(WHAT YOU NEED TO DO)
1. According to the codec comparison below, which release of Google Chrome began supporting HEVC decoding by default?
2. Please list every patent pool that the codec comparison below associates with H.265.

Winner: H.264 with H.265 close behind

4. Licensing and Accessibility  

Technology aside, one of the biggest differences between AVC, HEVC and VP9 is the license. From a licensing standpoint, the primary difference between HEVC and VP9 lies in their approach to royalties and accessibility. 

• AVC (H.264): Licensing is handled by MPEG-LA, with royalties applied in many commercial use cases. Although H.264 has one patent associated with it, as we mentioned earlier, in 2013, Cisco open-sourced its H.264 implementation and released it as a free binary download.
• H.265 suffered from a low adoption rate due in no small part to patent licensing. H.265 has four patent pools related to it: HEVC Advance, MPEG LA, Velos Media, and Technicolor. This makes it more expensive, which has discouraged adoption, thus limiting it to specific hardware encoders and mobile chipsets.
• In contrast, Google offers VP9 as an open-source codec, available royalty-free to encourage widespread adoption and integration, presenting a more accessible option for developers and content providers looking to implement high-efficiency video coding without the burden of licensing fees. Having a free high-performance codec for use in Google Chrome was likely one of the main reasons for Google to offer it as open source.

5. Browser Implementation

In order to work with the codec, hardware or software encoders need to be supported.

• H.264 is supported by all of the browsers on laptops as well as mobile.
• As of the 107 release, Google Chrome supports HEVC decoding by default. Google managed to integrate H.265 (HEVC) support into Chrome by leveraging hardware decoding capabilities available on many modern devices. This approach means that Chrome itself doesn’t decode HEVC content directly; instead, it relies on the device’s hardware (such as GPUs that support HEVC) to handle the decoding process. This method circumvents the need for Google to deal with HEVC’s licensing fees directly for software decoding, as those fees would typically be covered by the hardware manufacturers who include HEVC support in their devices. The support for HEVC in Chrome is available on platforms that already offer HEVC, including ChromeOS, Mac, Windows, Android, and Linux. All that said, support for H.265 encoding in WebRTC applications within Google Chrome is a bit less clear. WebRTC standards mandate support for specific codecs like VP8 and H.264 for video communication, focusing on compatibility and broad support across different platforms and devices. Currently, the use of other codecs, such as HEVC for WebRTC applications running in browsers, is not widely supported. And even in the cases where it might work, it introduces compatibility issues with other WebRTC-based in-points that can’t decode the HEVC videos. Without H.265 in WebRTC support, achieving real-time latency in browsers using this codec is difficult.

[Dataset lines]
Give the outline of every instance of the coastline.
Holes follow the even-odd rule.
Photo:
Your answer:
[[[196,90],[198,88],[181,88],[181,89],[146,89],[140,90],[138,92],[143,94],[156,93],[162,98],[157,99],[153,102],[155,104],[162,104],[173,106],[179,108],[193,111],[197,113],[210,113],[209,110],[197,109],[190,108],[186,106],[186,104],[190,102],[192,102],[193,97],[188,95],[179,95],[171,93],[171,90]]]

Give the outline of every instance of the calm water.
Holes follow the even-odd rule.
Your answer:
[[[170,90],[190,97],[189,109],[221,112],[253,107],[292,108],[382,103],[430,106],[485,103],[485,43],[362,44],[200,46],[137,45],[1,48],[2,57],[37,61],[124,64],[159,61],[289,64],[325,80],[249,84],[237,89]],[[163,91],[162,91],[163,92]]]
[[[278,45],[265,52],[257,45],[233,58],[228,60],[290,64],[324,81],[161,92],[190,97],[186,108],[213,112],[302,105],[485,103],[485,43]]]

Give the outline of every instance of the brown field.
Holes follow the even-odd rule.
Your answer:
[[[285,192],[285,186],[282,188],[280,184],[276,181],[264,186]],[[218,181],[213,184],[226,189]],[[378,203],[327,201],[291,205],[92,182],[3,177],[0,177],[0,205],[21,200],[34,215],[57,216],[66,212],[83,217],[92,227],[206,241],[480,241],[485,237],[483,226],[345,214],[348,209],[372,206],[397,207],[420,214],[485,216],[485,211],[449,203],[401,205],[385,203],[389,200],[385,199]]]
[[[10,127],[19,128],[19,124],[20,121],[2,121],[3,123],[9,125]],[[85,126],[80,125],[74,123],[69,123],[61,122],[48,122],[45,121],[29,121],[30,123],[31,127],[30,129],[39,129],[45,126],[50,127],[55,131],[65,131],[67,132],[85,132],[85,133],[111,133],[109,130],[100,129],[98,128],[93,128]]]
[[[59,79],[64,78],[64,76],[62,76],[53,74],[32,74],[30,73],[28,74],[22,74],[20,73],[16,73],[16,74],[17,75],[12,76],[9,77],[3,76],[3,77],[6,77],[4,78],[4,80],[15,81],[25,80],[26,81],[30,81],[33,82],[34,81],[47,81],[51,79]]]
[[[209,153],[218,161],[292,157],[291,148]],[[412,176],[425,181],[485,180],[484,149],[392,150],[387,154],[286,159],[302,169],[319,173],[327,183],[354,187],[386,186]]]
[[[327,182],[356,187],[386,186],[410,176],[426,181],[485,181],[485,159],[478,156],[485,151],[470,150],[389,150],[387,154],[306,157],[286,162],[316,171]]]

(ANSWERS FOR THE EXERCISE)
1. The 107 release.

2. HEVC Advance, MPEG LA, Velos Media, and Technicolor.